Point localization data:

-*-

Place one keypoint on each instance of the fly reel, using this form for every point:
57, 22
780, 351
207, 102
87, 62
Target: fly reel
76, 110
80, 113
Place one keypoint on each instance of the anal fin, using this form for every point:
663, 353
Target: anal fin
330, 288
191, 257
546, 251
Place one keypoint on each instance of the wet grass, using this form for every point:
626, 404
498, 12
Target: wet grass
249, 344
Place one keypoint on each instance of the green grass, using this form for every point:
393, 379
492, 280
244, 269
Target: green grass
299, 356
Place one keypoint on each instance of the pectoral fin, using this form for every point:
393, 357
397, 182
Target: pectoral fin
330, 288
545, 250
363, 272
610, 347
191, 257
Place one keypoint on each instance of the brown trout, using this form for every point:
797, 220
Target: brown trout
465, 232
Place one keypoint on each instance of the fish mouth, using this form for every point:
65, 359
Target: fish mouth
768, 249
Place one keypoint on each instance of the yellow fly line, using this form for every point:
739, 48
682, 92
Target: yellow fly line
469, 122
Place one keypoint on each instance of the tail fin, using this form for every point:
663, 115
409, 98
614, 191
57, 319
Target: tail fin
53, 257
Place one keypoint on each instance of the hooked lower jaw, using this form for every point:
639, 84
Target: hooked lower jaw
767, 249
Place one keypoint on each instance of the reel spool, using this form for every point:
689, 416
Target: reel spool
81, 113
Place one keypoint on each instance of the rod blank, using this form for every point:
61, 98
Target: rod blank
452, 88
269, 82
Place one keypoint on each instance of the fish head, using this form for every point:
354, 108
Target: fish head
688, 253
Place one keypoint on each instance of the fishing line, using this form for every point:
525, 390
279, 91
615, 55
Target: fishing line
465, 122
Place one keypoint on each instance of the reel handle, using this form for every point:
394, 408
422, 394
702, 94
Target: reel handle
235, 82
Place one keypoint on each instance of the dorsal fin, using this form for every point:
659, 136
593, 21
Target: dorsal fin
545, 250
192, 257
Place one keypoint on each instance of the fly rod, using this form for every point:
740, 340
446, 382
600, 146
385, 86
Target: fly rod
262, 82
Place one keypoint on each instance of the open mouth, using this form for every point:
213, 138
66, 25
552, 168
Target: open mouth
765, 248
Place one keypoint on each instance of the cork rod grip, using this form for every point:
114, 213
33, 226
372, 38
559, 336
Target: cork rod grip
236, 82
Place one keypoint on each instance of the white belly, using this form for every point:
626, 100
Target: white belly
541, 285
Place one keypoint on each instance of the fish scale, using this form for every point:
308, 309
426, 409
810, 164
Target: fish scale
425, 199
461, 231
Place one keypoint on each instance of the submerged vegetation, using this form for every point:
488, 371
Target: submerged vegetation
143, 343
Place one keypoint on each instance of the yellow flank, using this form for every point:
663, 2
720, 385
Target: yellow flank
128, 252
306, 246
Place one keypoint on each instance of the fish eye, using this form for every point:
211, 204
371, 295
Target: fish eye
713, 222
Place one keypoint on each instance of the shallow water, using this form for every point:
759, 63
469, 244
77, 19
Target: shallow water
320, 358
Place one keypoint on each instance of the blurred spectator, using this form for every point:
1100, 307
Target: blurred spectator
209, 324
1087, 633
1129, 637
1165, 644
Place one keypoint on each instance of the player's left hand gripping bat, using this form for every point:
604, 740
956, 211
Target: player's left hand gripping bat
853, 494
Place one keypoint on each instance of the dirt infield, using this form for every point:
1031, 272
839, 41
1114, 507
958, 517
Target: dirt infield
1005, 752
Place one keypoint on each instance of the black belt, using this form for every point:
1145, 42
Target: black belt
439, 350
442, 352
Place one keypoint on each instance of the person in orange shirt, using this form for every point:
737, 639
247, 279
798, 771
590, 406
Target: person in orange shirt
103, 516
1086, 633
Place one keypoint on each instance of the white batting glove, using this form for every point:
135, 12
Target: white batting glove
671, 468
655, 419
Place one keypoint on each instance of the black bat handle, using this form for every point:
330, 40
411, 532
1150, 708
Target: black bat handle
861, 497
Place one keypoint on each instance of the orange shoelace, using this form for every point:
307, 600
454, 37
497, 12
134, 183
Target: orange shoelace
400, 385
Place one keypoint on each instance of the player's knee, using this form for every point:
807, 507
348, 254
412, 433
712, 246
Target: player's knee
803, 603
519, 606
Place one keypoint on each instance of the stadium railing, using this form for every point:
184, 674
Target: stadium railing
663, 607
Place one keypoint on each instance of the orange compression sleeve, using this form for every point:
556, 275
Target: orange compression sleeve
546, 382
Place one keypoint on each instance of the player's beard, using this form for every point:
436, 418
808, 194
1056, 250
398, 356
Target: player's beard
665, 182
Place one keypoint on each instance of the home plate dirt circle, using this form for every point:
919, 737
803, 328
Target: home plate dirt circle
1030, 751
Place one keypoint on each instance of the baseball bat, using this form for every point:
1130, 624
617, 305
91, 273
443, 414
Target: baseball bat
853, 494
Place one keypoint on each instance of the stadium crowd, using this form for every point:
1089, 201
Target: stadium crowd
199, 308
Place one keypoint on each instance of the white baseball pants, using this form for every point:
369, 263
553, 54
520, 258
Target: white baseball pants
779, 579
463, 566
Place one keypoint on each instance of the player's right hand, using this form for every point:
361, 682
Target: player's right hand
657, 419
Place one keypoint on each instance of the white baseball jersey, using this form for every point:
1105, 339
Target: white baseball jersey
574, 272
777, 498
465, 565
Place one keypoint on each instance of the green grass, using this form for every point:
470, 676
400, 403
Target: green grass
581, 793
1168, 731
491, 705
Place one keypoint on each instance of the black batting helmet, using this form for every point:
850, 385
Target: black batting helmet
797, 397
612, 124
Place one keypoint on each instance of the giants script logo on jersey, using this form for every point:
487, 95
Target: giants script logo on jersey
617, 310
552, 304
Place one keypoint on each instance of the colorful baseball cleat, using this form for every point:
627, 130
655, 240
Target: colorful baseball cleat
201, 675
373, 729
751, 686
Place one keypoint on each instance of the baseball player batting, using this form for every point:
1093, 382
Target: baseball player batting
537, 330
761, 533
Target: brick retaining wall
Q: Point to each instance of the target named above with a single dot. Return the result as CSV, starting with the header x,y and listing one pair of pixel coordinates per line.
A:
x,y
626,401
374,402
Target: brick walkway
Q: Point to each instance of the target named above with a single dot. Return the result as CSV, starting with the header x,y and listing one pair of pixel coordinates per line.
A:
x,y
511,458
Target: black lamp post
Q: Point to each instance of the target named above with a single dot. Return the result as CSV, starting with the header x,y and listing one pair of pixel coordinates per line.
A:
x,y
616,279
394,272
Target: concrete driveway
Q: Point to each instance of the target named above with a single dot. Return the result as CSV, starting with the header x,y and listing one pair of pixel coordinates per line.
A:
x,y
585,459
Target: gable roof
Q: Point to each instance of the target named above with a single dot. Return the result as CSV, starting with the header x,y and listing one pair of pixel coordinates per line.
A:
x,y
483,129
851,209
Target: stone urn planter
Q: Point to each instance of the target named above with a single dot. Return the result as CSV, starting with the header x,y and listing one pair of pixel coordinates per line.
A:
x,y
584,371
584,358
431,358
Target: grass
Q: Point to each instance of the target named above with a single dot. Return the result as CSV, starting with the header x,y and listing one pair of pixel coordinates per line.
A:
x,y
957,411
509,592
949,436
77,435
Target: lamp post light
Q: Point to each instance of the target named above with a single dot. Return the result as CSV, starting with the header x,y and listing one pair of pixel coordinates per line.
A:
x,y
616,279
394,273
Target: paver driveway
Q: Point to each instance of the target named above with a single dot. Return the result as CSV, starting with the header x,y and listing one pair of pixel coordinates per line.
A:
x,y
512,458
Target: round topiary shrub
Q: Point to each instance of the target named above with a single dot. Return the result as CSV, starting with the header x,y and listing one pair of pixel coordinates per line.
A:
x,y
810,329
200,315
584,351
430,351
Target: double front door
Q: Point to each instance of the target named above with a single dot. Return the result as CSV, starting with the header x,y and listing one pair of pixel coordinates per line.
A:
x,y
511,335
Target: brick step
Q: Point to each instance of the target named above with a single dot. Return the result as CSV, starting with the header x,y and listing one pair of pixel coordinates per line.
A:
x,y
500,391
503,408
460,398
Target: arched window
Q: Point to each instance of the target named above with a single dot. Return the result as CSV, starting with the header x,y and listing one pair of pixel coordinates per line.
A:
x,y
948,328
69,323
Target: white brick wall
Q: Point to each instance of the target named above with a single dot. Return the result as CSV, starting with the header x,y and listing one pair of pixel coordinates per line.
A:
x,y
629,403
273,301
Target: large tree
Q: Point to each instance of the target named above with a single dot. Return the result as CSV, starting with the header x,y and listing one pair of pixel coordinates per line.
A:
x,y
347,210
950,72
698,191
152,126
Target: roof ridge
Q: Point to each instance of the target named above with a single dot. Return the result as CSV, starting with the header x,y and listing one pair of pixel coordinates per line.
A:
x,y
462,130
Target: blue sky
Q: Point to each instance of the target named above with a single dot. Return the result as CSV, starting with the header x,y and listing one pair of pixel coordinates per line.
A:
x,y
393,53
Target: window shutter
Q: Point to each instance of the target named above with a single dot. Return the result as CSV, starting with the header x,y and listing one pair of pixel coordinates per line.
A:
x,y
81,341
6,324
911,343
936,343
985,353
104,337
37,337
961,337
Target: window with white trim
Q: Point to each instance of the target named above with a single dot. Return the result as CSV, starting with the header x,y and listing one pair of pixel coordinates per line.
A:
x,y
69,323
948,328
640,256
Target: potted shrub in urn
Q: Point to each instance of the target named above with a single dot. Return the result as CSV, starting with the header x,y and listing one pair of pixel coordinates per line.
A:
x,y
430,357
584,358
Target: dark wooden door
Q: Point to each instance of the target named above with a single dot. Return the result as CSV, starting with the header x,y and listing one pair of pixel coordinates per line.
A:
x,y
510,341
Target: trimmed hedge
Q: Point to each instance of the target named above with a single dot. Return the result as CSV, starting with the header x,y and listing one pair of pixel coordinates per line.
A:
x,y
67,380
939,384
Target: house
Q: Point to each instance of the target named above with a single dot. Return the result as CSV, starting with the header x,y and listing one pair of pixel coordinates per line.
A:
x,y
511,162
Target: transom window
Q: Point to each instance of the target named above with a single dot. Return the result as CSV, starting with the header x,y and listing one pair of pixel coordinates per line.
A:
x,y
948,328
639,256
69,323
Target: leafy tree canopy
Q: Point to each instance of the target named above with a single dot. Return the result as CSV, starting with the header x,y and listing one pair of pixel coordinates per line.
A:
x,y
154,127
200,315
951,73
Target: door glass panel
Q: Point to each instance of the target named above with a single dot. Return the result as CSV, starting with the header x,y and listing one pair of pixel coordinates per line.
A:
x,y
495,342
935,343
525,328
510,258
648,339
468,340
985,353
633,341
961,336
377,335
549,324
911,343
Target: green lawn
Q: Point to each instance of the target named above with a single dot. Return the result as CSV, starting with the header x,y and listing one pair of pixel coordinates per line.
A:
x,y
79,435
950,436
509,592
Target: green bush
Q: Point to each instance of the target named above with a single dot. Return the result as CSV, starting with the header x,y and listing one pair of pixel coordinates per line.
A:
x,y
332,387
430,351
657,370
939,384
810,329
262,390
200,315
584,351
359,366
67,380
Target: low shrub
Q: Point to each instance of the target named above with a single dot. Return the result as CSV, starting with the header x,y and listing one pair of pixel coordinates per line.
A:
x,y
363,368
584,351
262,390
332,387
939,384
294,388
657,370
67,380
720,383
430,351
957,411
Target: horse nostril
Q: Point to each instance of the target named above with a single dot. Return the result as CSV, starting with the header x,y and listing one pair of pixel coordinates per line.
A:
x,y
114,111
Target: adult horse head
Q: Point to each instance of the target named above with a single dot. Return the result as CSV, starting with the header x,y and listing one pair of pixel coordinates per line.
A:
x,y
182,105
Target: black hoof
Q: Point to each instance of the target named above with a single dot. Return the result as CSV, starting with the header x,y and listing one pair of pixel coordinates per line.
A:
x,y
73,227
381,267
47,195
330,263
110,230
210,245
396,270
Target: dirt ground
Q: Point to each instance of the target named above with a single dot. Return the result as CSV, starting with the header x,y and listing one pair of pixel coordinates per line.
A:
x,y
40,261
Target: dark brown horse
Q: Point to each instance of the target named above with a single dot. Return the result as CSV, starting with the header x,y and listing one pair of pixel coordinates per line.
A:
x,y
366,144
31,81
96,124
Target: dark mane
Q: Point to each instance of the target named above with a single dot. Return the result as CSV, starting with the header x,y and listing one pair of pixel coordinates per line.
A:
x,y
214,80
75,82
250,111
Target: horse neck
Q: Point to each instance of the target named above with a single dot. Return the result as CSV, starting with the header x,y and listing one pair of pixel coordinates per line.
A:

-*-

**WHAT IS BEING ASKED:**
Each line in the data that holds the string "post" needs to be copied.

**TASK SOLUTION:**
Target: black lamp post
Target: lamp post light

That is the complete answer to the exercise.